— START EXTRACTED MATERIAL —

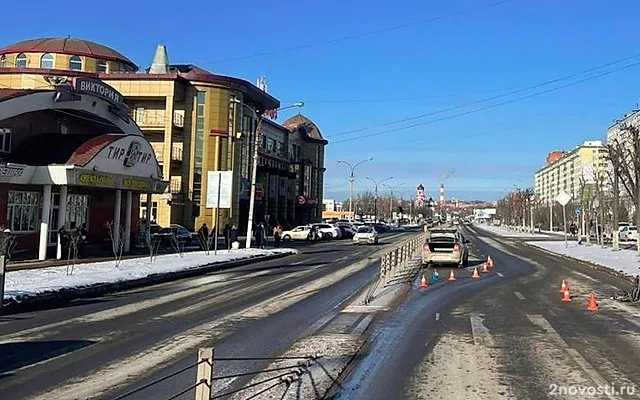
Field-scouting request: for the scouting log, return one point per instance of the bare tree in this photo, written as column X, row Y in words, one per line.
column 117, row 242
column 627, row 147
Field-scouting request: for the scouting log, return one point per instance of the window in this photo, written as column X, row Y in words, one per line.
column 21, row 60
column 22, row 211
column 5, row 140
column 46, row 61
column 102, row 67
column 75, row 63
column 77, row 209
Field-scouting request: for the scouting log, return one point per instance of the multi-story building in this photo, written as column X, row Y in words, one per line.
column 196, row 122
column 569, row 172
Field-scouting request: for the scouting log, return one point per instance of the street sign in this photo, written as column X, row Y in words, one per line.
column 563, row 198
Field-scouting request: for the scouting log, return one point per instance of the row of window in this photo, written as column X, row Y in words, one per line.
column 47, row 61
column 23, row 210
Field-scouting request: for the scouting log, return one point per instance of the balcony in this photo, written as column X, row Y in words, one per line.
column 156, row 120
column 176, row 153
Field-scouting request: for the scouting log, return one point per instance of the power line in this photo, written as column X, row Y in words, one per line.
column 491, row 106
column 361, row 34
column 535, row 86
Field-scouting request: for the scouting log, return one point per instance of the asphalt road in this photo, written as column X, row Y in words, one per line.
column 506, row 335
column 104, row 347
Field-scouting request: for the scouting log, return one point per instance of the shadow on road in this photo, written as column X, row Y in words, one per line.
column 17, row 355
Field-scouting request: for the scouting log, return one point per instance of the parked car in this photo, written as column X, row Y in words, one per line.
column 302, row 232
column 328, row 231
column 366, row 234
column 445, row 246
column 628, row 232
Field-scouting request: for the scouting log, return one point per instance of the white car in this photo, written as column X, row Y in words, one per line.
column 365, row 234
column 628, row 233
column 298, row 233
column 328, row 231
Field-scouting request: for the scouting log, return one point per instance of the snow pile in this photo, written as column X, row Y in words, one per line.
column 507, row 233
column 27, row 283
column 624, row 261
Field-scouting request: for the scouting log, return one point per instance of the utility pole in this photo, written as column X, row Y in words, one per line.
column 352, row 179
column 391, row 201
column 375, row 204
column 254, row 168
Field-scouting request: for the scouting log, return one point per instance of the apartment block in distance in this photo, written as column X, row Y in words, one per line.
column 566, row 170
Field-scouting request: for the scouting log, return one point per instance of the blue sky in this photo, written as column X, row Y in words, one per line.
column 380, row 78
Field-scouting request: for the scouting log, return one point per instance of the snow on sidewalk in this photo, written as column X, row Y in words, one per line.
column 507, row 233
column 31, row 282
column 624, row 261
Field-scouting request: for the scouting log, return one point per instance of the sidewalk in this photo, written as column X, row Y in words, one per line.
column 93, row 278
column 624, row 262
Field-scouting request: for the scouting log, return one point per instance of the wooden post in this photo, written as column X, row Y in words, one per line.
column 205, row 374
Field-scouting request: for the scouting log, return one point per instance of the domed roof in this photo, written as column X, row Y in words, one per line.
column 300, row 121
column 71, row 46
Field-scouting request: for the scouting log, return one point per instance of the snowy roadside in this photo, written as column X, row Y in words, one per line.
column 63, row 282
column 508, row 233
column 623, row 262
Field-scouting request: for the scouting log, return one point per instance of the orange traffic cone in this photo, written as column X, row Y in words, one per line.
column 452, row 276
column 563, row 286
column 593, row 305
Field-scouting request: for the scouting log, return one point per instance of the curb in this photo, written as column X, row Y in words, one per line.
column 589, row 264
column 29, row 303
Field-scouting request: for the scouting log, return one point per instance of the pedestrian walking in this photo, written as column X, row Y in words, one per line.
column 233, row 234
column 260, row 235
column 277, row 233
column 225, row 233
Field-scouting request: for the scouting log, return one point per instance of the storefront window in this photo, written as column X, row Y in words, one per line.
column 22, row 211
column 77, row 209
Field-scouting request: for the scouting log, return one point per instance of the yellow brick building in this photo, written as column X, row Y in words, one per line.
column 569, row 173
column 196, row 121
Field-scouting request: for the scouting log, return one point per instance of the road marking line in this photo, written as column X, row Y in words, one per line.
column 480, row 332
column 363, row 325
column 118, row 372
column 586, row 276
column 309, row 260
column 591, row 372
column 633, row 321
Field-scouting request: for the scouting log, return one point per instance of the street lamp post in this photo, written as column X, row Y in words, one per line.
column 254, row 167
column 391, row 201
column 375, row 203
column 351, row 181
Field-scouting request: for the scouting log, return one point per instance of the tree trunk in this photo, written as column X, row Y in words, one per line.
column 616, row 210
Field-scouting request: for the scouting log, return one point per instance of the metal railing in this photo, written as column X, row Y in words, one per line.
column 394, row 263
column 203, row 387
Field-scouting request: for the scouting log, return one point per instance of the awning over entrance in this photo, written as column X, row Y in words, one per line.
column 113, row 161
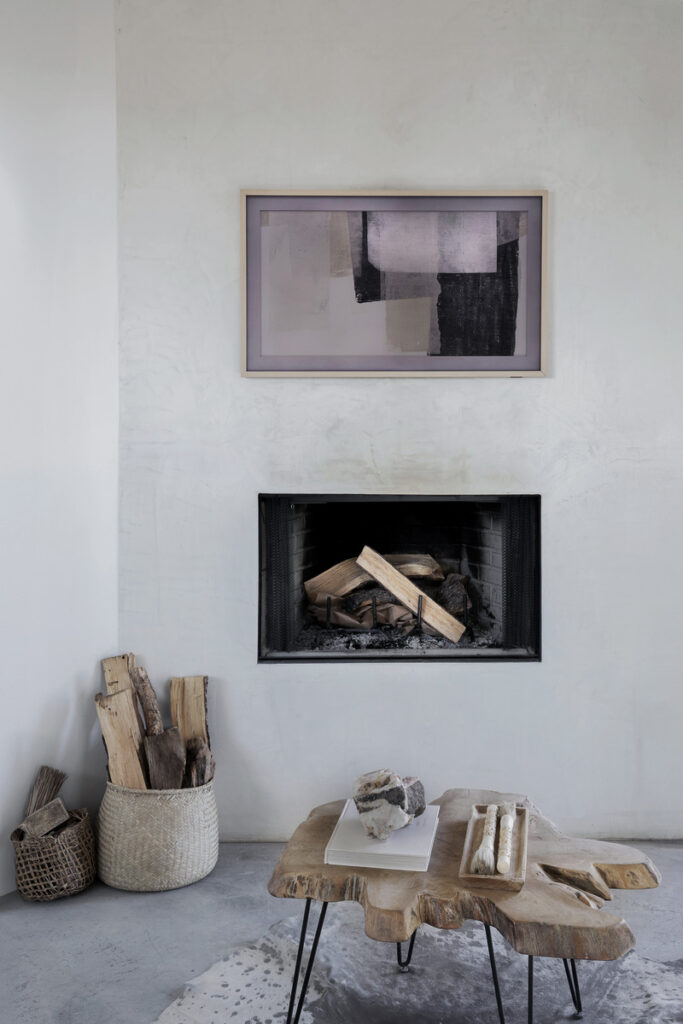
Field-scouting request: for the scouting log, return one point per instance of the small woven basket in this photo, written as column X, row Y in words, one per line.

— END EXTRACTED MATERIAL —

GOAL
Please render the part of the records above that opens with the line containing "of the power" and closes with the line containing "column 380, row 78" as a JSON list of strings, one string per line, with blank lines left out.

RESPONSE TO THIS TASK
[
  "Field-scouting request: for the scouting log, return one point per instance of the power line in this photo, written as column X, row Y in words, one per line.",
  "column 491, row 106",
  "column 361, row 34",
  "column 535, row 86",
  "Field-scouting request: for the scouting log, return one point per instance of the asphalt road in this photo, written as column X, row Y in words, one per line.",
  "column 506, row 335",
  "column 104, row 347",
  "Field-scouting request: for the scouting log, return one point per instance of the shadow on road in this photo, written as column X, row Y in words, one per line.",
  "column 17, row 355",
  "Field-scouting request: for the scouting log, return one point per instance of the parked car in this photo, written as column X, row Y in words, one per line.",
  "column 302, row 232",
  "column 328, row 231",
  "column 366, row 234",
  "column 445, row 246",
  "column 628, row 232",
  "Field-scouting request: for the scouting log, return one point per instance of the white car in this photo, written as column X, row Y in words, one per line.",
  "column 365, row 234",
  "column 628, row 233",
  "column 298, row 233",
  "column 328, row 231",
  "Field-scouting request: for the scouting log, return one point per instance of the snow pile in this photo, written as column X, row Y in words, one per line.",
  "column 507, row 233",
  "column 27, row 283",
  "column 624, row 261",
  "Field-scouting request: for the scouting log, return one point per instance of the utility pole in this photo, written as column X, row Y in words, one per line.",
  "column 352, row 179",
  "column 391, row 201",
  "column 375, row 204",
  "column 254, row 168",
  "Field-scouting request: for the scouting log, return one point per instance of the apartment block in distance in this photo, written as column X, row Y in words, one per line.",
  "column 566, row 170",
  "Field-scouting request: for the scouting log, return one point per instance of the blue sky in this photo, written as column X, row Y in words, one per line.",
  "column 380, row 78"
]